Goal: Reproduce verbatim the lines of the entries below that begin with the one containing "Highlight the white bird." and end with the one containing "263 273 300 317", both included, and nothing else.

Data for this exercise:
----

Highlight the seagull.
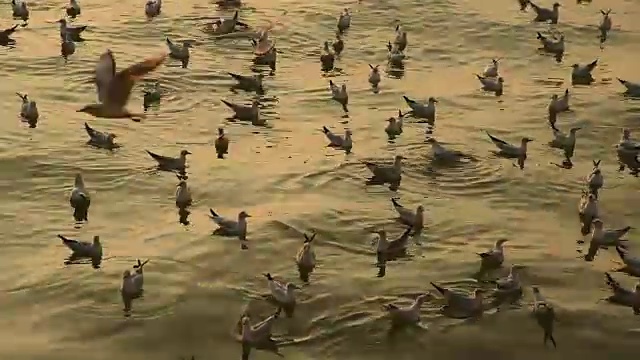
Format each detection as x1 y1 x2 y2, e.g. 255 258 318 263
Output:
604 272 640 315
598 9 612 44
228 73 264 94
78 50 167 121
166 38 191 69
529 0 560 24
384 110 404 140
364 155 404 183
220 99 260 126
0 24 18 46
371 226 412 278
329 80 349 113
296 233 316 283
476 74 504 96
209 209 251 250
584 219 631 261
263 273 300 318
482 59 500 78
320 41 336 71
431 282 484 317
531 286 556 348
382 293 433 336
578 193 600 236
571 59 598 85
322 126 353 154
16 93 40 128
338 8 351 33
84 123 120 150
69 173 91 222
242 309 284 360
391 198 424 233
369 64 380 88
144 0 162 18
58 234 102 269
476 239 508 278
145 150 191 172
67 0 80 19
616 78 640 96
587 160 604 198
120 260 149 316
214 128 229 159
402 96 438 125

----

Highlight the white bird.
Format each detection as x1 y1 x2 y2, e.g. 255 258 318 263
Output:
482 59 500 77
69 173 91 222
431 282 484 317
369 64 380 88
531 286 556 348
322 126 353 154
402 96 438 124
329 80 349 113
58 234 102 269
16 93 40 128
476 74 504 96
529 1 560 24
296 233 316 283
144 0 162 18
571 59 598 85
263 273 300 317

----

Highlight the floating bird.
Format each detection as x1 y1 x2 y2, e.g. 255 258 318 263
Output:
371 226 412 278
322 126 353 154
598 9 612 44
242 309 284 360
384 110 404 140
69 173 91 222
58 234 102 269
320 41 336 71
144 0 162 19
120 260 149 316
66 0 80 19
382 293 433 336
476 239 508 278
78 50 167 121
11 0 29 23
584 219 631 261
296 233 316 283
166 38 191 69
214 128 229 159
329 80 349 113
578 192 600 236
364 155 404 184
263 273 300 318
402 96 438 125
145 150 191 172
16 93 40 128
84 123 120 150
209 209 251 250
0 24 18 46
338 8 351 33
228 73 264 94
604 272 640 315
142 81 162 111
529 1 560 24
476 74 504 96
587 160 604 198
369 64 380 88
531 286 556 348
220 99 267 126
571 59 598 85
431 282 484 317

----

Correct result:
Highlight the white bird.
Format each detection as x1 y1 x2 y2, e.g. 255 258 318 263
Output:
482 59 500 77
69 173 91 222
431 282 484 317
369 64 380 88
531 286 556 348
322 126 353 154
402 96 438 124
329 80 349 113
58 234 102 269
16 93 40 128
476 74 504 96
529 1 560 24
296 233 316 283
144 0 162 18
571 59 598 85
263 273 300 317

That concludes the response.